> Exercise requirements
1. Return everything in the text on finishing MIRA assemblies from "5.3.  Joining contigs" down to "site, don't join.".
2. According to the text on finishing MIRA assemblies, since when has a non-negligible GC bias been reported for Solexa data in genome assemblies?

> Text excerpt

For more information on tags set/used by MIRA and what they exactly mean, please look up the according section in the reference chapter.

5.2.  Other places of importance

The read coverage histogram as well as the template display of gap4 will help you to spot other places of potential interest. Please consult the gap4 documentation.

5.3.  Joining contigs

I recommend to invest a couple of minutes (in the best case) to a few hours in joining contigs, especially if the uniform read distribution option of MIRA was used (but first filter for large contigs). This way, you will reduce the number of "false repeats" in improve the overall quality of your assembly.

5.3.1.  Joining contigs at true repetitive sites

Joining contigs at repetitive sites of a genome is always a difficult decision. There are, however, two rules which can help:

  1. If the sequencing was done without a paired-end library, don't join.
  2. If the sequencing was done with a paired-end library, but no pair (or template) span the join site, don't join.

The following screenshot shows a case where one should not join as the finishing program (in this case gap4) warns that no template (read-pair) span the join site:

Figure 1.  Join at a repetitive site which should not be performed due to missing spanning templates.

Join at a repetitive site which should not be performed due to missing spanning templates.


The next screenshot shows a case where one should join as the finishing program (in this case gap4) finds templates spanning the join site and all of them are good:

Figure 2.  Join at a repetitive site which should be performed due to spanning templates being good.

Join at a repetitive site which should be performed due to spanning templates being good.


5.3.2.  Joining contigs at "wrongly discovered" repetitive sites

Remember that MIRA takes a very cautious approach in contig building, and sometimes creates two contigs when it could have created one. Three main reasons can be the cause for this:

  1. when using uniform read distribution, some non-repetitive areas may have generated so many more reads that they start to look like repeats (so called pseudo-repeats). In this case, reads that are above a given coverage are shaved off (see [-AS:urdcm] and kept in reserve to be used for another copy of that repeat ... which in case of a non-repetitive region will of course never arrive. So at the end of an assembly, these shaved-off reads will form short, low coverage contig debris which can more or less be safely ignored and sorted out via the filtering options ( [-x -y -z]) of convert_project.

    Some 454 library construction protocols -- especially, but not exclusively, for paired-end reads -- create pseudo-repeats quite frequently. In this case, the pseudo-repeats are characterised by several reads starting at exact the same position but which can have different lengths. Should MIRA have separated these reads into different contigs, these can be -- most of the time -- safely joined. The following figure shows such a case:

    Figure 3.  Pseudo-repeat in 454 data due to sequencing artifacts

    Pseudo-repeat in 454 data due to sequencing artifacts

    For Solexa data, a non-negligible GC bias has been reported in genome assemblies since late 2009. In genomes with moderate to high GC, this bias actually favours regions with lower GC. Examples were observed where regions with an average GC of 10% less than the rest of the genome had between two and four times more reads than the rest of the genome, leading to false "discovery" of duplicated genome regions.

  2. when using unpaired data, the above described possibility of having "too many" reads in a non-repetitive region can also lead to a contig being separated into two contigs in the region of the pseudo-repeat.

  3. a number of reads (sometimes even just one) can contain "high quality garbage", that is, nonsense bases which got - for some reason or another - good quality values. This garbage can be distributed on a long stretch in a single read or concern just a single base position across several reads.

    While MIRA has some algorithms to deal with the disrupting effects of reads like, the algorithms are not always 100% effective and some might slip through the filters.

> Stored data
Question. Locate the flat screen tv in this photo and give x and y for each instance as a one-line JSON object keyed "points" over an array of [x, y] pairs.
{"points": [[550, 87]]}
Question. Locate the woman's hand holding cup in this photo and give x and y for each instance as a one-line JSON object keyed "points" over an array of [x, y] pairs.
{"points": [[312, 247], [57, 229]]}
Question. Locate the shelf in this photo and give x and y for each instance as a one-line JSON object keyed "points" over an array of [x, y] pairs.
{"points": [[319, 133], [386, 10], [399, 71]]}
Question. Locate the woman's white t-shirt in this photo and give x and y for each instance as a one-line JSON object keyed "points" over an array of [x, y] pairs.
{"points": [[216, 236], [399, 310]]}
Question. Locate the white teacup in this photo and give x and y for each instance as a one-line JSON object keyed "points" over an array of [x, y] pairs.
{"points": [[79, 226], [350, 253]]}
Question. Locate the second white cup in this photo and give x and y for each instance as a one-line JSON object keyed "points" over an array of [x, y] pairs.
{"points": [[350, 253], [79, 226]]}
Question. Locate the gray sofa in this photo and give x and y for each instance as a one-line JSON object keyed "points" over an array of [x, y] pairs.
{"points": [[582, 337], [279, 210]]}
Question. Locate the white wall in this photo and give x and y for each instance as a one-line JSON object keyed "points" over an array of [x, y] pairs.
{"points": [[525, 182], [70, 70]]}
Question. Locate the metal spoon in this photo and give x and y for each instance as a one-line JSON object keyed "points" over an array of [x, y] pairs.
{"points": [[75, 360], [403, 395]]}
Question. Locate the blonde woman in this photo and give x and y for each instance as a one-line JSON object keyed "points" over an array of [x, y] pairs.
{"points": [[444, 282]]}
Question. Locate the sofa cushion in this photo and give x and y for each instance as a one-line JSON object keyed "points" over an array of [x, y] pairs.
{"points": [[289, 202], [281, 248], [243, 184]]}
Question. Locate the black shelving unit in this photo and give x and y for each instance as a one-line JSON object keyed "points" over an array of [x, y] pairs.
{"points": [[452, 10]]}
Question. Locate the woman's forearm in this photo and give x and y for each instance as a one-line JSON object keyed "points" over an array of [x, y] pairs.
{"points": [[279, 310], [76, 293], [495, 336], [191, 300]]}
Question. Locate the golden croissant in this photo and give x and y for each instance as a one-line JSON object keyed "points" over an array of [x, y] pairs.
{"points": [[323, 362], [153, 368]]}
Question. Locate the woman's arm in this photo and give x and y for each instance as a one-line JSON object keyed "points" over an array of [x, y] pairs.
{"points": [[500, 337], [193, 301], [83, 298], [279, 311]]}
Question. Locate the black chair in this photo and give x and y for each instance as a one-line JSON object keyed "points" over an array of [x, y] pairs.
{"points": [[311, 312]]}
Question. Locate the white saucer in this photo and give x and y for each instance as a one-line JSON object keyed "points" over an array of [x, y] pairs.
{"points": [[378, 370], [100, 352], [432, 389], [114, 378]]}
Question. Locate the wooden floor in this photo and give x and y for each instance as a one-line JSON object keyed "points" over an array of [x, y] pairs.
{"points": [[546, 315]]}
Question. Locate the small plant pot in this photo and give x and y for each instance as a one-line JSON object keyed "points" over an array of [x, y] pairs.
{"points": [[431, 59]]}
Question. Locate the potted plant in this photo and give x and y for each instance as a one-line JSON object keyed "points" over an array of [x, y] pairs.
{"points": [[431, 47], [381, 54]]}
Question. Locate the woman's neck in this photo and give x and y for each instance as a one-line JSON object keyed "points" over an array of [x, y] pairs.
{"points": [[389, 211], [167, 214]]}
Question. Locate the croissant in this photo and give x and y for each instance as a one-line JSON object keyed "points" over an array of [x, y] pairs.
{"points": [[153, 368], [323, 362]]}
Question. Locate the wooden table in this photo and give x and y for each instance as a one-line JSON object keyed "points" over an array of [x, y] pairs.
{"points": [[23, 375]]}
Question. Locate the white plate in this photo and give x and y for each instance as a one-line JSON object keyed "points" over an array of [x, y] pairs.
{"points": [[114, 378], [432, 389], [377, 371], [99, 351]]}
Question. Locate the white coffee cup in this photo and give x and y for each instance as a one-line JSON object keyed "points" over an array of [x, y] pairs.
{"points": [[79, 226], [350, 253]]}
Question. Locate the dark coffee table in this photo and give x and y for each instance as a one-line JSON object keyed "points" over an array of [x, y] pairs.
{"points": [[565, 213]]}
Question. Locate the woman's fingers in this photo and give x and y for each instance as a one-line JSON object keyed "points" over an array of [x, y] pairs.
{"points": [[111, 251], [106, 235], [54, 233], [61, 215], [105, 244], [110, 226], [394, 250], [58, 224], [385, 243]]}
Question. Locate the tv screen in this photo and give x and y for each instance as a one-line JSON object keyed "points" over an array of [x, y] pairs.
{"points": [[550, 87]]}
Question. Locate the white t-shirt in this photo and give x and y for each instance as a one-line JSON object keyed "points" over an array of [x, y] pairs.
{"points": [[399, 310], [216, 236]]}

> Answers by task
1.
5.3.  Joining contigs

I recommend to invest a couple of minutes (in the best case) to a few hours in joining contigs, especially if the uniform read distribution option of MIRA was used (but first filter for large contigs). This way, you will reduce the number of "false repeats" in improve the overall quality of your assembly.

5.3.1.  Joining contigs at true repetitive sites

Joining contigs at repetitive sites of a genome is always a difficult decision. There are, however, two rules which can help:

  1. If the sequencing was done without a paired-end library, don't join.
  2. If the sequencing was done with a paired-end library, but no pair (or template) span the join site, don't join.

2. Since late 2009.